** start Information supplied **

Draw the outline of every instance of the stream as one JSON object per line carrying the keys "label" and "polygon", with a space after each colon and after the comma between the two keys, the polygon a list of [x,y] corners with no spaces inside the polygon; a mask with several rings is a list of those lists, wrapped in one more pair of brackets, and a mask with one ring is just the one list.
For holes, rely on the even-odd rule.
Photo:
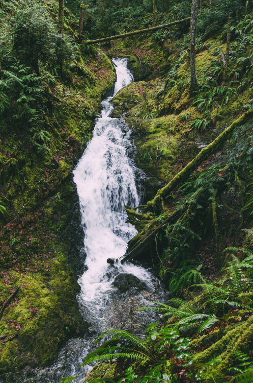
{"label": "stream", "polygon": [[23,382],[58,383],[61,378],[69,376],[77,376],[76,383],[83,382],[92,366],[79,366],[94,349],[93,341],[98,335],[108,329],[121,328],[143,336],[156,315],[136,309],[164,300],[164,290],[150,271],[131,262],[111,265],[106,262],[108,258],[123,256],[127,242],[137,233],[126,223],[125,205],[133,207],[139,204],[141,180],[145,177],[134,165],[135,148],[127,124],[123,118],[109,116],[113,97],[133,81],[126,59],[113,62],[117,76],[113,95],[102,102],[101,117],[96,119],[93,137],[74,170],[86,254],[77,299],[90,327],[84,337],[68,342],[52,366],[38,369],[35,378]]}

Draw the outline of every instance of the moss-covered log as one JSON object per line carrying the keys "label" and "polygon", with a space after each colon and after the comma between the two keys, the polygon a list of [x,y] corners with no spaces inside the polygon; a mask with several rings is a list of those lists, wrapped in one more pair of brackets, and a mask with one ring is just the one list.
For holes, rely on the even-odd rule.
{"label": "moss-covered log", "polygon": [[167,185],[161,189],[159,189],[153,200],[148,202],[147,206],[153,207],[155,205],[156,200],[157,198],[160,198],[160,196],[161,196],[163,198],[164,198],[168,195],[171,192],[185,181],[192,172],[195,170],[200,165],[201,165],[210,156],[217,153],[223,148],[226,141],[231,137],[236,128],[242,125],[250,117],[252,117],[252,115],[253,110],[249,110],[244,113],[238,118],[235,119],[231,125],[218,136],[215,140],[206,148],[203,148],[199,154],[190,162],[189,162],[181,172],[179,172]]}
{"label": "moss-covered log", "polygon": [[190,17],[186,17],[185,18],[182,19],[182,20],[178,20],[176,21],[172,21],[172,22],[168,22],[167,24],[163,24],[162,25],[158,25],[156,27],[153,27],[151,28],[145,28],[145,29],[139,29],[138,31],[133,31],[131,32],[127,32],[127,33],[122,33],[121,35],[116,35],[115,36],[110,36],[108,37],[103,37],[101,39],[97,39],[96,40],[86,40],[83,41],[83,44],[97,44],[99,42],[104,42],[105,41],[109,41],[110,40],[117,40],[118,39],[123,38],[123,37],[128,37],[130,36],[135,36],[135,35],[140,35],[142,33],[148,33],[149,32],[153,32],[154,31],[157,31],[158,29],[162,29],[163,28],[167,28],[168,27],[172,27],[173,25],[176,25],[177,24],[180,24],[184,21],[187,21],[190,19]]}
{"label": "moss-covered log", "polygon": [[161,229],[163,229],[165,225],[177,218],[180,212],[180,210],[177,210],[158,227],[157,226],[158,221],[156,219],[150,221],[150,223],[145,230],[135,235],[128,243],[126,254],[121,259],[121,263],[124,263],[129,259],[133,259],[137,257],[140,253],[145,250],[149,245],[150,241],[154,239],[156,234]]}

** end Information supplied **
** start Information supplied **

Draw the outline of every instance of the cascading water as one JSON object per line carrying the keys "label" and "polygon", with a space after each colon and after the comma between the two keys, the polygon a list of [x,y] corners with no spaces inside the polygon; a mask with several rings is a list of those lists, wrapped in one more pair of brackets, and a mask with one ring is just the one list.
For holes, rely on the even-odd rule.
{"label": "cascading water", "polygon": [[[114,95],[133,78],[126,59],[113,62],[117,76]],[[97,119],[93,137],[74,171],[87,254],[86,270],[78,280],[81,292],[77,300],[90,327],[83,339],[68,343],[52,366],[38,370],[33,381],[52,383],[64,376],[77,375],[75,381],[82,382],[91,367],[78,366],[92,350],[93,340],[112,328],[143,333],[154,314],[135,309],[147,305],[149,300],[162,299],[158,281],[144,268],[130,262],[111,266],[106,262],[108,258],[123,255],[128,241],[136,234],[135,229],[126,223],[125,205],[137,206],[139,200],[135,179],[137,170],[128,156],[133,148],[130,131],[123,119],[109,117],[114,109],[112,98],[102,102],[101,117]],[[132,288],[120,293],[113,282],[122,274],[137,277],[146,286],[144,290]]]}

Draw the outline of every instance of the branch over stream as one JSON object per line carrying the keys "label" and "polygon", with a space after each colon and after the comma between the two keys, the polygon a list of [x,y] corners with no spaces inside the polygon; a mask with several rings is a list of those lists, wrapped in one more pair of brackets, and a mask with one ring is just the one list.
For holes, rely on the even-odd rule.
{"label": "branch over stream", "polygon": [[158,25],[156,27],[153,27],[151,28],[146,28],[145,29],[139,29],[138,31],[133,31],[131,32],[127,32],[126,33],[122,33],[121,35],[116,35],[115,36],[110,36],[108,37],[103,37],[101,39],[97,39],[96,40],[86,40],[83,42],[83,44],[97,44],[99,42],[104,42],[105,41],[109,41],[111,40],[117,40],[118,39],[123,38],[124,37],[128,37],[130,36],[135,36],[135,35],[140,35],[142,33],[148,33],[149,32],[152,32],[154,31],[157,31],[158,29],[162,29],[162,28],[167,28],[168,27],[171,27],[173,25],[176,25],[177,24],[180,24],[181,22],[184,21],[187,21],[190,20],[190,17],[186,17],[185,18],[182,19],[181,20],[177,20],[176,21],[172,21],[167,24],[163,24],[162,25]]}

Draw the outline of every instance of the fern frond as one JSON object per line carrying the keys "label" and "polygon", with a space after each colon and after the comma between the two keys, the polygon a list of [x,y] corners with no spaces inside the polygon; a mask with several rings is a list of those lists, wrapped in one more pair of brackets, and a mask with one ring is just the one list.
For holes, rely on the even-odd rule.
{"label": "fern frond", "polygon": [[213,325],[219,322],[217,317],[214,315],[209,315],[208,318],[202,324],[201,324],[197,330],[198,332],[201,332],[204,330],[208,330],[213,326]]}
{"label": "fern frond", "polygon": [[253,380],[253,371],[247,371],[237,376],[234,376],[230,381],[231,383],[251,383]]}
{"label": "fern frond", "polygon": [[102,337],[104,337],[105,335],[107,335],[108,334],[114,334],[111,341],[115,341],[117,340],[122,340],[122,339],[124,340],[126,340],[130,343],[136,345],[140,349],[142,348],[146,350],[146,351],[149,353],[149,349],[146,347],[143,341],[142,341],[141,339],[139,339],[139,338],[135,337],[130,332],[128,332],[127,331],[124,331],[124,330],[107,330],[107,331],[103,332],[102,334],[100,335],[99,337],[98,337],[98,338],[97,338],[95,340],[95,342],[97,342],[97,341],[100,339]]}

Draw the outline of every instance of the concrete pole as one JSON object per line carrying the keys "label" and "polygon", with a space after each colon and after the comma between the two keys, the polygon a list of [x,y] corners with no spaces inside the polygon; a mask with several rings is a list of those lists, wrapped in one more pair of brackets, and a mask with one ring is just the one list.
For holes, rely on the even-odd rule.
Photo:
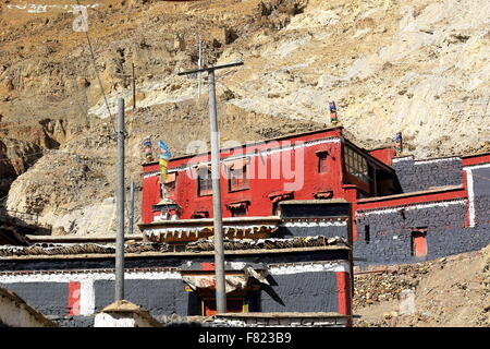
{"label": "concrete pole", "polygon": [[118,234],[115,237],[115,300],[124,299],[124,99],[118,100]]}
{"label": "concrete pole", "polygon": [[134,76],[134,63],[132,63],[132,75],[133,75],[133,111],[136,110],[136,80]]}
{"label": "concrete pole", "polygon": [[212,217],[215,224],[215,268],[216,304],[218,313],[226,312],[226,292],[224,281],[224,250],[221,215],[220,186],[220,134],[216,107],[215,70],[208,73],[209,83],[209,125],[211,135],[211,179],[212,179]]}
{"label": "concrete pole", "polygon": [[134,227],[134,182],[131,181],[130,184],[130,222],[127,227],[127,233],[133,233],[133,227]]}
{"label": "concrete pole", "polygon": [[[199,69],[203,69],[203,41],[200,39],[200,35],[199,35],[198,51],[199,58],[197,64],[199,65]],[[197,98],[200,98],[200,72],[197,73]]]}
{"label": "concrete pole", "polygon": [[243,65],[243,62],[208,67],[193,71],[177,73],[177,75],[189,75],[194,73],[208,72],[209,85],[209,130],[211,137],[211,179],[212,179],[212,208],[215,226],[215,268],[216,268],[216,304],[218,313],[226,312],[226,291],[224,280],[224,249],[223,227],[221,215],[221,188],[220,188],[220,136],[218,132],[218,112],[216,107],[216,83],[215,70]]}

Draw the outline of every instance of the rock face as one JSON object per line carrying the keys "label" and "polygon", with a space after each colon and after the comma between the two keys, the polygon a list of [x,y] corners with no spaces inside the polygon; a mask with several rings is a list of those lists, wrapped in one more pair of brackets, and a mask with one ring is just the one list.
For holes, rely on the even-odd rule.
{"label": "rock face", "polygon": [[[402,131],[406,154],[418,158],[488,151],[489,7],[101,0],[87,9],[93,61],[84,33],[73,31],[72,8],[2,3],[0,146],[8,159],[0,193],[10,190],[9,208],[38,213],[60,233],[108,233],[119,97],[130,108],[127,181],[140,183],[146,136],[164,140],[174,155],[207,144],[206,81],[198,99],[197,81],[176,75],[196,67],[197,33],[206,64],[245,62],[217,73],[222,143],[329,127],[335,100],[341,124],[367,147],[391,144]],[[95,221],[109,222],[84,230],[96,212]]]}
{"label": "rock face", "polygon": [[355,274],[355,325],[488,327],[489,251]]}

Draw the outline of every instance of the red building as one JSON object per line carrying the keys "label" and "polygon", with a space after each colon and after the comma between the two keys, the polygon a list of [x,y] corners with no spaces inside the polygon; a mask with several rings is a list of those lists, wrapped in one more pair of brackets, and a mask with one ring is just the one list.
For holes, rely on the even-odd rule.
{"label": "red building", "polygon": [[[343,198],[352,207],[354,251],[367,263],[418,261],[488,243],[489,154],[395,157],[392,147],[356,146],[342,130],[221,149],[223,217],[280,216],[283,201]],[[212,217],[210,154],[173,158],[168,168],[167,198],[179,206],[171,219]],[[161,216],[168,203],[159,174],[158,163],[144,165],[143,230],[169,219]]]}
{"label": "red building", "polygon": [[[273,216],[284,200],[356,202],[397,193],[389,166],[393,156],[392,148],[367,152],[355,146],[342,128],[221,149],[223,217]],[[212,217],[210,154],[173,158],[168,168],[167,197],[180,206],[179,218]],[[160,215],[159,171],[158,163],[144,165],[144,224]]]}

** end Information supplied **
** start Information supplied **

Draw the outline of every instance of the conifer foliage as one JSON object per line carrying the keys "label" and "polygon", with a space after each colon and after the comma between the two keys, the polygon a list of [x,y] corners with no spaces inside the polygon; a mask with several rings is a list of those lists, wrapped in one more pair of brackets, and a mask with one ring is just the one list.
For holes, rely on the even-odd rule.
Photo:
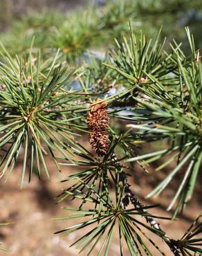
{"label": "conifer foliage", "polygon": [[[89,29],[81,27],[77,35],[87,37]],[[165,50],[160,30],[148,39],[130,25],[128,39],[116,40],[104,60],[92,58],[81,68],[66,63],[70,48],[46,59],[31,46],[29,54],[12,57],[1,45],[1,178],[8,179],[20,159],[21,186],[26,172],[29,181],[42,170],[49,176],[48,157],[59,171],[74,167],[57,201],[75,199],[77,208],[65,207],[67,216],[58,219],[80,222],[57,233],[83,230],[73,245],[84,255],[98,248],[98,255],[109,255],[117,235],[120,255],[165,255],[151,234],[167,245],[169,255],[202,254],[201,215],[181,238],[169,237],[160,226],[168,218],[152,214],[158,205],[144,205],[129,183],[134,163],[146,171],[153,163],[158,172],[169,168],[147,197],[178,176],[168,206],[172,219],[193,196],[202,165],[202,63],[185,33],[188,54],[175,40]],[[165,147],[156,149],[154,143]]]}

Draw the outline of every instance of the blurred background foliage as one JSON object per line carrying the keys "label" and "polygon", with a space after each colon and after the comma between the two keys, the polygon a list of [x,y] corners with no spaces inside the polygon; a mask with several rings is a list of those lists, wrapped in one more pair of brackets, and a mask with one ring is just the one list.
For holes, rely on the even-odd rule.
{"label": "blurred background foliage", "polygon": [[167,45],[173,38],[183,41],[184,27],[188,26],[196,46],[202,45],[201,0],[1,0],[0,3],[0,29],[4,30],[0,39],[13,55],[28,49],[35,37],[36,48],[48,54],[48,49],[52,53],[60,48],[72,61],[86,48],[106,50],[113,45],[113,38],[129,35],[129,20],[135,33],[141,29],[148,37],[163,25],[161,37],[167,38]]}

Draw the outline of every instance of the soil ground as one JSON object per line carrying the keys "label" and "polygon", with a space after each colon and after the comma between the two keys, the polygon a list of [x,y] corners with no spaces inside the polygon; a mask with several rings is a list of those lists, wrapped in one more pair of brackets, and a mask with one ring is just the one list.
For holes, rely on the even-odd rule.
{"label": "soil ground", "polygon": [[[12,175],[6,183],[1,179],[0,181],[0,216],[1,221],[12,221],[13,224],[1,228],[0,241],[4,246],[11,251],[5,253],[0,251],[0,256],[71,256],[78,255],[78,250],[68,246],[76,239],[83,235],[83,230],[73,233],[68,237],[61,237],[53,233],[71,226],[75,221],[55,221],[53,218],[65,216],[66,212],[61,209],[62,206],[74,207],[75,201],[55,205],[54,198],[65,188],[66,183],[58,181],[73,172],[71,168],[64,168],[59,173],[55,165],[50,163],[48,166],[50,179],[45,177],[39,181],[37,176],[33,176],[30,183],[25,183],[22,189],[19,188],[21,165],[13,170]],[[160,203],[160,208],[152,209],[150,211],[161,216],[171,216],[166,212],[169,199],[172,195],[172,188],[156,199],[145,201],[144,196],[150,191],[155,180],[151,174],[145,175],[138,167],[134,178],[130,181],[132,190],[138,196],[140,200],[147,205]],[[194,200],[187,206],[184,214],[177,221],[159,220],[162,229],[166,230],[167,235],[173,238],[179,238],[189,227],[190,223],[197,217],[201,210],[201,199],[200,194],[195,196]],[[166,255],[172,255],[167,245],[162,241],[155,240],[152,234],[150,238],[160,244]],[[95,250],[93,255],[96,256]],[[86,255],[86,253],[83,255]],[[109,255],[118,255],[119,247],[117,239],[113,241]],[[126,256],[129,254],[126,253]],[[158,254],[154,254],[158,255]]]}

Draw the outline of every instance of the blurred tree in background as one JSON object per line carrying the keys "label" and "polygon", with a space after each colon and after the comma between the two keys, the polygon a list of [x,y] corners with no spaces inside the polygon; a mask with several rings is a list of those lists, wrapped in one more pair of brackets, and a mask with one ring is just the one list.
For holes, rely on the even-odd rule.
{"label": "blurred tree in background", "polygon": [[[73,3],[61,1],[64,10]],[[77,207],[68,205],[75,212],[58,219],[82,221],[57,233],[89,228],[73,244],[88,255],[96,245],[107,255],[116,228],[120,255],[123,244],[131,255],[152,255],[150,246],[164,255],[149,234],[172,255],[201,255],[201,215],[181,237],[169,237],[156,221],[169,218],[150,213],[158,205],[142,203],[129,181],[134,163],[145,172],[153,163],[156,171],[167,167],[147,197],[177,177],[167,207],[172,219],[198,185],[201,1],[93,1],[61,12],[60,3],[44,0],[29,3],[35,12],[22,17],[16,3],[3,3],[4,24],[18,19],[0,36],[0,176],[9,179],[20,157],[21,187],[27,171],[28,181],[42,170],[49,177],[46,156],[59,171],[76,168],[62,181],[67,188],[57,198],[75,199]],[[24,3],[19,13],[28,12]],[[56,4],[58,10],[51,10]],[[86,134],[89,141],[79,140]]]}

** end Information supplied **

__The exercise__: Count the lines in the entries above that contain the string "tree". Reply with the number alone.

__Completed task__: 2